## YOUR GOAL
Could you output the whole listing below line for line, with no changes at all?

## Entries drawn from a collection
————————
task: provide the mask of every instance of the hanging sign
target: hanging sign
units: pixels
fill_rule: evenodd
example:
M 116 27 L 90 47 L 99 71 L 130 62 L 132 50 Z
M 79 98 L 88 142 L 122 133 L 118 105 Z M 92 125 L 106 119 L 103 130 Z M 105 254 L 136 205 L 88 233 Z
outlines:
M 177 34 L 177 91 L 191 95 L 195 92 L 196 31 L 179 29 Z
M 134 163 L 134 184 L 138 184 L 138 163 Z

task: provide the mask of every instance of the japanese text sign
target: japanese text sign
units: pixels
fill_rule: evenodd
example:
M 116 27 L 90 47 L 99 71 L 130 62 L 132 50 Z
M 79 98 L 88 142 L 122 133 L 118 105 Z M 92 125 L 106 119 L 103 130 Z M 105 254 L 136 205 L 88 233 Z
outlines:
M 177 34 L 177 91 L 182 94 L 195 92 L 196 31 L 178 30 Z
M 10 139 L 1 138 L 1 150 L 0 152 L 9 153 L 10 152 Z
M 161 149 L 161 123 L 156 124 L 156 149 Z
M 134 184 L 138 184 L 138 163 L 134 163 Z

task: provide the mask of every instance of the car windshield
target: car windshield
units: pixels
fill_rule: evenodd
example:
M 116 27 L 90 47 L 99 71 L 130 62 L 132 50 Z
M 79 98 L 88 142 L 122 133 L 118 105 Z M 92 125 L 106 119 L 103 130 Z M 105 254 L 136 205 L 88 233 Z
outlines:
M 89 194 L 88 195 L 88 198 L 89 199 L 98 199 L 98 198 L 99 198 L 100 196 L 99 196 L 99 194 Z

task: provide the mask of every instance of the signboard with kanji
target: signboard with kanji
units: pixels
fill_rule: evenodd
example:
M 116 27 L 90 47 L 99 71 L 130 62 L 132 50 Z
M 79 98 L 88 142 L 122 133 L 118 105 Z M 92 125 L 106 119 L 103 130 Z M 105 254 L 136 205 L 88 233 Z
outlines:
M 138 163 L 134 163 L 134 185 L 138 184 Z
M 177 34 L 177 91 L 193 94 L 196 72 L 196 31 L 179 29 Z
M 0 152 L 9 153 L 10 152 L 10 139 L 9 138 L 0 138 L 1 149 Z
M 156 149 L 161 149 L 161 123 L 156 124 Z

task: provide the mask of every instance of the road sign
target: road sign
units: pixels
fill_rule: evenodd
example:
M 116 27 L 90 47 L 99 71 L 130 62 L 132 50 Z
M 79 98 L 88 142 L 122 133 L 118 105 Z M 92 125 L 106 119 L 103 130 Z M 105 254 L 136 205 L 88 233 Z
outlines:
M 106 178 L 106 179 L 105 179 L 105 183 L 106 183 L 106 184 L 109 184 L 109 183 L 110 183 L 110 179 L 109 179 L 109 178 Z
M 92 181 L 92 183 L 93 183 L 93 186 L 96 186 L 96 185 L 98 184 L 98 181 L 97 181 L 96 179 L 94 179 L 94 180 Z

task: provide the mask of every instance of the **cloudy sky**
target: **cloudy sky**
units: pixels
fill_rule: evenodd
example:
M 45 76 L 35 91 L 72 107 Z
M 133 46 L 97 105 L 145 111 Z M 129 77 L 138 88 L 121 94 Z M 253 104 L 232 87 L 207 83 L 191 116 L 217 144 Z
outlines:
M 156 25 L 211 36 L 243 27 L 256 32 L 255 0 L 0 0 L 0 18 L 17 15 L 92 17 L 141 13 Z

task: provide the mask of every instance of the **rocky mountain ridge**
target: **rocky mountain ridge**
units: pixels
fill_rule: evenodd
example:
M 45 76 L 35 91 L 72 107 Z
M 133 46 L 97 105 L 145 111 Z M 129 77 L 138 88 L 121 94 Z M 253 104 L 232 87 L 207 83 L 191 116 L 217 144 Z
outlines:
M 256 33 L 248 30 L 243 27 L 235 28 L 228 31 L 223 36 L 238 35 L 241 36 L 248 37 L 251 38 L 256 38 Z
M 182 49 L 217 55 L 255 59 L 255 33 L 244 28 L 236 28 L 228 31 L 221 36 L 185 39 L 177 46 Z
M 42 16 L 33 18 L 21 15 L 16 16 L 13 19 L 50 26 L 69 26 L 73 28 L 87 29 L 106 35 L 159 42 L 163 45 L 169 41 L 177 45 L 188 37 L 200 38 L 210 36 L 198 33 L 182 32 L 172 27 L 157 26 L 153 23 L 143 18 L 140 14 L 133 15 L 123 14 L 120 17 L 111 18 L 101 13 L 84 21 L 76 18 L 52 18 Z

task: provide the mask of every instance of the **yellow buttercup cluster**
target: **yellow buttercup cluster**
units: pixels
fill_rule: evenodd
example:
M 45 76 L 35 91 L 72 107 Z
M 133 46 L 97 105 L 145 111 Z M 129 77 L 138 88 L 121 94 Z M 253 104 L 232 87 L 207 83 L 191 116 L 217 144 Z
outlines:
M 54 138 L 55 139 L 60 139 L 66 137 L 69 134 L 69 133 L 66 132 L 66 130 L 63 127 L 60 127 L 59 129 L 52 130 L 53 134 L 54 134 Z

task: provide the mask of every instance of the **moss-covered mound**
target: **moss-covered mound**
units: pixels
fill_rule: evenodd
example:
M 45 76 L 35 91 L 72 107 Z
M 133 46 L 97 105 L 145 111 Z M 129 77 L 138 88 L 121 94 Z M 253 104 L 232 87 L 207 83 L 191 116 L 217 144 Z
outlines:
————————
## FINISHED ANSWER
task: provide the mask of every instance of the hanging sign
target: hanging sign
units: pixels
fill_rule: evenodd
example:
M 116 27 L 90 47 L 99 71 L 130 62 L 132 50 Z
M 79 98 L 88 142 L 122 133 L 118 105 Z M 92 125 L 106 119 L 103 130 Z M 105 254 L 136 205 L 88 233 Z
outlines:
M 177 34 L 177 91 L 191 95 L 195 92 L 196 31 L 179 29 Z
M 134 163 L 134 184 L 138 184 L 138 163 Z

task: provide the mask of every instance of the japanese text sign
target: japanese text sign
units: pixels
fill_rule: evenodd
example:
M 116 27 L 90 47 L 99 71 L 130 62 L 132 50 Z
M 79 98 L 88 142 L 122 133 L 118 105 Z M 92 125 L 106 119 L 103 130 Z M 105 254 L 136 205 L 88 233 Z
outlines:
M 177 34 L 177 91 L 182 94 L 195 92 L 196 31 L 178 30 Z
M 10 139 L 1 138 L 1 150 L 0 152 L 9 153 L 10 152 Z
M 161 149 L 161 123 L 156 124 L 156 149 Z
M 134 184 L 138 184 L 138 163 L 134 163 Z

task: provide the mask of every instance of the car windshield
target: car windshield
units: pixels
fill_rule: evenodd
example:
M 116 27 L 90 47 L 99 71 L 130 62 L 132 50 Z
M 79 98 L 88 142 L 122 133 L 118 105 Z M 92 125 L 106 119 L 103 130 Z M 105 254 L 136 205 L 88 233 Z
outlines:
M 89 194 L 88 195 L 88 198 L 89 199 L 98 199 L 98 198 L 99 198 L 100 196 L 99 196 L 99 194 Z

task: provide the mask of every instance of the signboard with kanji
target: signboard with kanji
units: pixels
fill_rule: evenodd
example:
M 116 27 L 90 47 L 99 71 L 130 62 L 132 50 Z
M 79 98 L 88 142 L 122 133 L 118 105 Z M 92 125 L 106 119 L 103 130 Z M 105 254 L 136 205 L 88 233 Z
outlines:
M 138 163 L 134 163 L 134 185 L 138 184 Z
M 177 34 L 177 91 L 193 94 L 196 72 L 196 31 L 179 29 Z
M 0 152 L 9 153 L 10 152 L 10 139 L 9 138 L 0 138 L 1 149 Z
M 156 149 L 161 149 L 161 123 L 156 124 Z

task: provide the mask of every instance of the road sign
target: road sign
units: pixels
fill_rule: evenodd
example:
M 116 27 L 90 47 L 99 71 L 130 62 L 132 50 Z
M 79 98 L 88 142 L 122 133 L 118 105 Z M 92 125 L 106 119 L 103 130 Z M 105 254 L 136 205 L 88 233 Z
outlines:
M 106 178 L 106 179 L 105 179 L 105 183 L 106 183 L 106 184 L 109 184 L 109 183 L 110 183 L 110 179 L 109 179 L 109 178 Z
M 92 181 L 92 183 L 93 183 L 93 186 L 96 186 L 96 185 L 98 184 L 98 181 L 97 181 L 96 179 L 94 179 L 94 180 Z

task: provide the mask of every instance of the **cloudy sky**
target: **cloudy sky**
units: pixels
fill_rule: evenodd
example:
M 45 76 L 35 91 L 72 107 Z
M 133 46 L 97 105 L 145 111 Z M 129 77 L 138 88 L 121 94 Z M 253 104 L 232 87 L 207 83 L 191 116 L 217 144 Z
outlines:
M 156 25 L 211 36 L 243 27 L 256 32 L 255 0 L 0 0 L 0 18 L 17 15 L 92 17 L 141 13 Z

task: provide the mask of every instance of the **rocky mountain ridge**
target: **rocky mountain ridge**
units: pixels
fill_rule: evenodd
example:
M 45 76 L 35 91 L 72 107 Z
M 133 46 L 97 105 L 145 111 Z M 129 77 L 138 88 L 121 94 Z M 253 104 L 232 87 L 207 83 L 191 116 L 217 144 Z
outlines:
M 256 33 L 248 30 L 243 27 L 235 28 L 228 31 L 223 36 L 238 35 L 241 36 L 248 37 L 251 38 L 256 38 Z
M 182 49 L 217 55 L 255 59 L 255 33 L 244 28 L 236 28 L 228 31 L 221 36 L 185 39 L 177 46 Z
M 42 16 L 33 18 L 21 15 L 16 16 L 13 19 L 50 26 L 69 26 L 73 28 L 87 29 L 106 35 L 159 42 L 163 45 L 169 41 L 177 45 L 188 37 L 200 38 L 210 36 L 198 33 L 182 32 L 172 27 L 157 26 L 153 23 L 143 18 L 140 14 L 133 15 L 123 14 L 120 17 L 111 18 L 101 13 L 84 21 L 76 18 L 52 18 Z

task: provide the mask of every instance of the **yellow buttercup cluster**
target: **yellow buttercup cluster**
units: pixels
fill_rule: evenodd
example:
M 45 76 L 35 91 L 72 107 Z
M 133 46 L 97 105 L 145 111 Z M 129 77 L 138 88 L 121 94 Z M 253 104 L 232 87 L 207 83 L 191 116 L 217 144 Z
outlines:
M 54 138 L 55 139 L 60 139 L 66 137 L 69 134 L 69 133 L 66 132 L 66 130 L 63 127 L 60 127 L 59 129 L 52 130 L 53 134 L 54 134 Z

task: provide the mask of every instance of the **moss-covered mound**
target: **moss-covered mound**
units: pixels
fill_rule: evenodd
example:
M 45 76 L 35 91 L 72 107 Z
M 133 46 L 97 105 L 145 111 Z M 129 77 L 138 88 L 121 94 Z M 253 104 L 232 87 L 207 83 L 191 116 L 217 144 Z
outlines:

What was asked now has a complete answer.